▸ ENTRIES PROVIDED:

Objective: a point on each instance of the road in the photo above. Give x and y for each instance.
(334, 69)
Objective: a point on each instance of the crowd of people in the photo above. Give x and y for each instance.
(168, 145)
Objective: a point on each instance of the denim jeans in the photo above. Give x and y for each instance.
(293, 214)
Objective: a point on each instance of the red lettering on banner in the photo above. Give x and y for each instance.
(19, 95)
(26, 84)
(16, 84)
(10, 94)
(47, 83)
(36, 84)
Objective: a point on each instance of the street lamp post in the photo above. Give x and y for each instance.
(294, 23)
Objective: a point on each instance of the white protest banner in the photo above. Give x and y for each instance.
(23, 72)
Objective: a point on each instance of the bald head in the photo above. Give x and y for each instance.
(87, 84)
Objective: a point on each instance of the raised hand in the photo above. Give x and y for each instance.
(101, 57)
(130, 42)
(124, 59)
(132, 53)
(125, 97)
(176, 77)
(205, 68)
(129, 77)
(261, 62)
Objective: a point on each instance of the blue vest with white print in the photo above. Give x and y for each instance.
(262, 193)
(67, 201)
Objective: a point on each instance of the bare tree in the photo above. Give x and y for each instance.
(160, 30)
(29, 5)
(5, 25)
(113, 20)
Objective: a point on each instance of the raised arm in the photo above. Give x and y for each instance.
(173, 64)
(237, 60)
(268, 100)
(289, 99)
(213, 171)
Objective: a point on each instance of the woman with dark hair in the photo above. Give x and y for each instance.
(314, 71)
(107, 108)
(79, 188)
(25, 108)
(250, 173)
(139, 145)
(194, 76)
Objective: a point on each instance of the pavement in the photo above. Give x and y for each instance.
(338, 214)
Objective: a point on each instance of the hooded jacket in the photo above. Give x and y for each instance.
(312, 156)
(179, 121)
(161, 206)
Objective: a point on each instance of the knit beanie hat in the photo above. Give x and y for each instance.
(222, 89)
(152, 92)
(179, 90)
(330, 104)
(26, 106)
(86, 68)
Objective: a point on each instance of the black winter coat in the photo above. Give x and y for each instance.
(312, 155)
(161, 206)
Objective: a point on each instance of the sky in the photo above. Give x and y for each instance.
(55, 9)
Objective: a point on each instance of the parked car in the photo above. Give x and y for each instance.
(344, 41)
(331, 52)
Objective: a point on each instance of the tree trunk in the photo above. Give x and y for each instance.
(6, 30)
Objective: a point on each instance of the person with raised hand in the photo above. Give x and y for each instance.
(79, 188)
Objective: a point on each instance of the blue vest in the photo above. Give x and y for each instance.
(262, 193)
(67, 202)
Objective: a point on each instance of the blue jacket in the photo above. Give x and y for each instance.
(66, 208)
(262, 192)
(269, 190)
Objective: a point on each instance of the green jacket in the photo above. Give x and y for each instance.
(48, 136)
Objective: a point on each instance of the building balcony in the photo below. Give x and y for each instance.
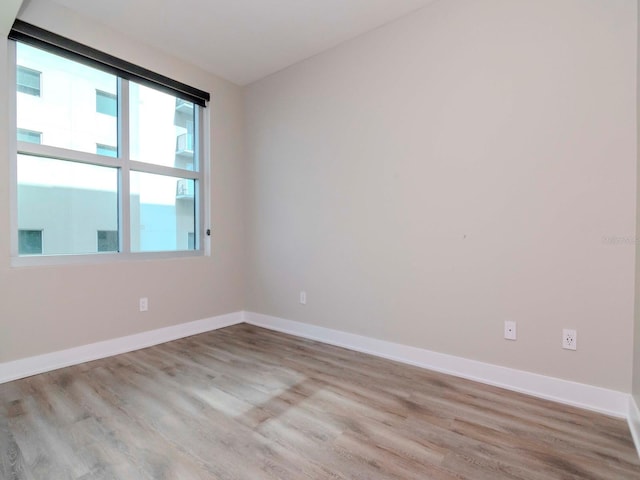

▸ TASK: Exactly reproduce each record, leaving out any pictures.

▸ WRITTEN RESPONSE:
Objective: a point on each instance of the road in the photo above. Give x and y for each instance.
(334, 69)
Objective: a point on each instance of the crowd of people in the photo above. Give x and y for each instance.
(168, 145)
Objective: a point on each instance of the denim jeans in the photo above. Give x and y for each instance.
(293, 214)
Objective: a point on each instance of the red lettering on banner in the photo above. Give x and y for each instance.
(19, 95)
(26, 84)
(16, 84)
(10, 94)
(47, 83)
(36, 84)
Objective: a point on each instance of the street lamp post in the photo above. Give x and y for each instance.
(294, 23)
Objective: a point on each instance of the white protest banner in the photo above. Give x and y for each instance.
(23, 72)
Objective: a point on each instance of the bald head in the photo above. Give x and y for each instance.
(87, 84)
Objective: a point on each instance of the raised hand in the photo above. Give x and y for each instance.
(101, 57)
(130, 42)
(124, 59)
(132, 53)
(125, 97)
(176, 77)
(205, 68)
(129, 77)
(261, 62)
Objective: a point on each instance of the blue vest with white print in the photo above. Give x and y for each instance.
(262, 193)
(67, 201)
Objective: a point on each instance of the bare tree in the photo above. Give x and y for each instance.
(160, 30)
(29, 5)
(5, 25)
(113, 20)
Objective: a point on each instance of the raised arm in the photo above. Give x and y for each instance.
(173, 64)
(237, 60)
(268, 100)
(289, 99)
(213, 171)
Objective: a point on each instance of the woman with dark hair in the photo above. Give x and y for each instance.
(314, 71)
(107, 108)
(79, 188)
(25, 108)
(250, 173)
(139, 145)
(194, 76)
Objective: a point on each instance of the pavement in the photo above. Give x and y for each instance.
(338, 214)
Objective: a point on each instance of the hooded jacket in the photo above. Give x and y for each instance.
(312, 156)
(179, 121)
(161, 206)
Objective: a point on each instance of the knit beanie hat in the photo above. Give x and y for each instance.
(222, 89)
(152, 92)
(179, 90)
(330, 104)
(26, 106)
(86, 68)
Objective: a point on each instance of the black winter coat in the photo above. Give x and y for each instance.
(312, 155)
(161, 206)
Objective: a point on each instance of the sky in the photo above. Give x and y for each instance.
(55, 9)
Objective: a point on each instance of the parked car in the photo above. Give x and y for each instance.
(344, 41)
(331, 52)
Objective: a point on each instance of the tree trunk in the photo above. Give x and y for each instance.
(6, 30)
Objective: a point on each instance of the person with raised hand in the photo above. Give x and y for each instance.
(79, 188)
Objective: a point on each instance of the blue vest in the photo above. Give x and y for each instance.
(262, 193)
(67, 202)
Objective: a point on each instance of the blue jacket in the photo above. Give x and y for each instance.
(66, 208)
(262, 192)
(269, 190)
Objective: a point on each instance of the green jacket in the photo above. Give x and y for each instance.
(48, 136)
Objective: a point on each instance of the building balcony in the photo below. Give x and y for each instance.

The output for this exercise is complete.